Aim of the task
Reproduce all of the items below verbatim, keeping every line and character unchanged.

* * * *

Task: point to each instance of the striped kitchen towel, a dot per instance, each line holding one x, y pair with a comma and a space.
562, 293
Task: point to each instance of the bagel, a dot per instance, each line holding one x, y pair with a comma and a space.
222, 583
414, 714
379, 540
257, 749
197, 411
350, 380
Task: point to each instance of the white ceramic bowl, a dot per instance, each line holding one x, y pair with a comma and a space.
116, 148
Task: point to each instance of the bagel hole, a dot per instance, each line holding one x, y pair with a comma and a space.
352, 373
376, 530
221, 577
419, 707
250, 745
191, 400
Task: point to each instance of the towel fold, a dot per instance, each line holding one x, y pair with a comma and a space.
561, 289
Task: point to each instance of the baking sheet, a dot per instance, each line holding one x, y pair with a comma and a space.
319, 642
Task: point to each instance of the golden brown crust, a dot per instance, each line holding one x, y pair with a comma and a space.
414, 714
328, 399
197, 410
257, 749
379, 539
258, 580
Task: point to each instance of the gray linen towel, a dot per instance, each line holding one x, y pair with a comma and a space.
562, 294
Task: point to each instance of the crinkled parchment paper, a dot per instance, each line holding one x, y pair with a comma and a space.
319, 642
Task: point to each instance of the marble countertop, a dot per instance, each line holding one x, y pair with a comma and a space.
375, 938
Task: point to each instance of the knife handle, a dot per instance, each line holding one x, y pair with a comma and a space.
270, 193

* * * *

Response to this task
Task: point to each instance of the striped kitchen towel, a dot per instance, each line holding one x, y pair with a comma and a space.
562, 293
Task: point to each instance of the bagel, a dot per instance, each line holding one x, y pair with a comma and a space.
222, 583
414, 714
379, 540
257, 749
197, 411
350, 380
Task: point to each instance of the white ceramic bowl, a dot per instance, each line holding one x, y pair with a comma and a space.
116, 148
Task: point to each instance of the bagel hole, a dot per instance, each line holding one x, y pair with a comma and a space.
352, 373
376, 530
221, 577
419, 707
250, 745
191, 400
Task: point to each instance of the towel fold, a dot per instance, each line holding one x, y pair with a comma and a space.
561, 289
Task: point to each instance of the baking sheet, a dot per instance, each line holding one x, y pair with a comma and a space.
319, 642
Task: point to each instance of the golden brown crust, a dot per instance, each line holding one x, y pair with a comma and a space.
414, 714
328, 399
197, 410
257, 749
379, 539
258, 580
Task: point to each instance of the gray linen towel, a dot per instance, each line holding one x, y pair with a comma and a space.
562, 294
Task: point to each instance of the crinkled parchment paper, a dot per instance, each line holding one x, y pair with a comma and a space.
319, 642
Task: point to each instance of the marble countertop, a dot per instance, each line holding one x, y pair with a comma and a space.
375, 938
Task: point to each instance of the knife handle, a dot per instance, each line holding one x, y pair with a comma and a space.
270, 193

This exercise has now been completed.